# Aim of the task
Every entry below should be transcribed exactly; pictures stay out of the copy.

Items from a dataset
■ ■ ■

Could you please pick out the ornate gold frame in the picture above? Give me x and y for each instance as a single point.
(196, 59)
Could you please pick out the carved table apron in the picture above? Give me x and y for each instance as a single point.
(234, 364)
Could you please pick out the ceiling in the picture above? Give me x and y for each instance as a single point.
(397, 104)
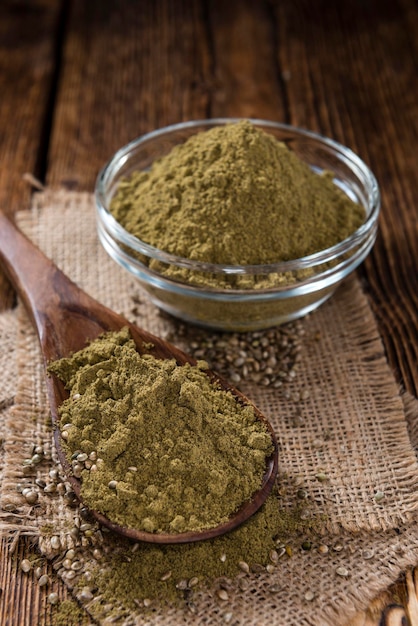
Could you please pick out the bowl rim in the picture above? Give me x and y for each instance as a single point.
(345, 154)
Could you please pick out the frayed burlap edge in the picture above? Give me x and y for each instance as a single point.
(306, 588)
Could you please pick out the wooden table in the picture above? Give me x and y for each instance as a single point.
(80, 78)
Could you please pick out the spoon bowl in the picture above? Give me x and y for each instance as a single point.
(66, 320)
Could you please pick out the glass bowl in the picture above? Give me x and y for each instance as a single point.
(283, 291)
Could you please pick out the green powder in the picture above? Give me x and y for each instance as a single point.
(174, 452)
(156, 572)
(234, 195)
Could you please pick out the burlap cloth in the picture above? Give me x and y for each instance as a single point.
(358, 432)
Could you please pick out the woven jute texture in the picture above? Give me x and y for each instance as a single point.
(351, 452)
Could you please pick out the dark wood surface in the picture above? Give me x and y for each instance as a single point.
(79, 79)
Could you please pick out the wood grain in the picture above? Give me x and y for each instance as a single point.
(79, 79)
(144, 68)
(351, 73)
(28, 33)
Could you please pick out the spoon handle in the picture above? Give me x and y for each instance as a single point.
(63, 315)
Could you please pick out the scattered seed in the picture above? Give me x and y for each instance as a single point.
(222, 594)
(55, 542)
(274, 556)
(182, 584)
(342, 571)
(368, 554)
(31, 497)
(53, 598)
(86, 594)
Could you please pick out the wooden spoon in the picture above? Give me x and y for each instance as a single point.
(66, 319)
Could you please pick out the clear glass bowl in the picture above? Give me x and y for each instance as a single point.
(301, 285)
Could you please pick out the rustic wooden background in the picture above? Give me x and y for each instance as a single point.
(79, 78)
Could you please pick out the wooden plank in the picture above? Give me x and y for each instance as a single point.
(27, 53)
(351, 74)
(127, 69)
(245, 73)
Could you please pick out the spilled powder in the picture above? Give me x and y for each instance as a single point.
(172, 452)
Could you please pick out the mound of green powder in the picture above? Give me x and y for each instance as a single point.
(235, 195)
(172, 452)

■ ■ ■

# Problem solution
Could you please pick out the ornate gold frame in the picture above? Give me x and y for each instance as a single point.
(196, 59)
Could you please pick out the carved table apron in the picture above? Give me x and y for each instance as a single point.
(234, 364)
Could you please pick out the ceiling in the picture above? Give me x and y for each instance as a single point.
(397, 104)
Could you please pick out the bowl rim in the picture above? Give me x and y for each instance as a single point.
(345, 154)
Could you please pick out the frayed burlap edge in the picture above? Give me x and y for each instance as a single point.
(306, 588)
Could you please pick out the wooden table in the picture above? Give me x and y for each instance as a single point.
(80, 78)
Could you please pick out the spoon bowl in the picture above? Give me x and y for each instance as a single point.
(66, 320)
Could you please pick out the glass bowl in the picture above? Give me x and y for each instance as a single point.
(283, 291)
Could you please pick out the green powder in the picture above? Give me x and y for each instance as a single point.
(174, 452)
(156, 572)
(234, 195)
Could you please pick out the burlap cloth in the picture above? Give me x and y for each instance as a single point.
(358, 432)
Could you please pick out the woven jute texture in the picture above? Give me x and y for each instance as a single point.
(351, 452)
Could you please pick out the dark wood surface in the picture above? Give me x and y for each instance as a single point.
(79, 79)
Could you please pick out the wood grain in the picture above? Give me x and y for each instance as a single point.
(79, 79)
(144, 68)
(351, 73)
(28, 33)
Could you please pick out the spoon handle in the picture above? Give me x and y for each instance as a single point.
(63, 315)
Could you please pick out the scattered seed in the picture above? Give me x and y for each instance as a single point.
(222, 594)
(55, 542)
(274, 556)
(182, 584)
(342, 571)
(368, 554)
(31, 497)
(53, 598)
(86, 594)
Could you please pick out the wooden spoon in the picture above? Give me x and y for each instance as a single point.
(66, 319)
Could you please pick out the clear glass bowl in the picture above? Give me x and y for each instance as a single point.
(301, 285)
Could you please pick out the rustic wooden background in the picture above? Give me x and y for each instance as a single point.
(79, 78)
Could you please pick out the wooden plank in the picture above? Give me x and y for each instance as a single point.
(27, 53)
(351, 74)
(127, 69)
(245, 73)
Could you please pick out the spilled powder in the picture above? Give me x and y for each instance as a single point.
(172, 452)
Could you please pick out the mound of green powder in the picture above? Give me x and y for each instance as a single point.
(235, 195)
(172, 452)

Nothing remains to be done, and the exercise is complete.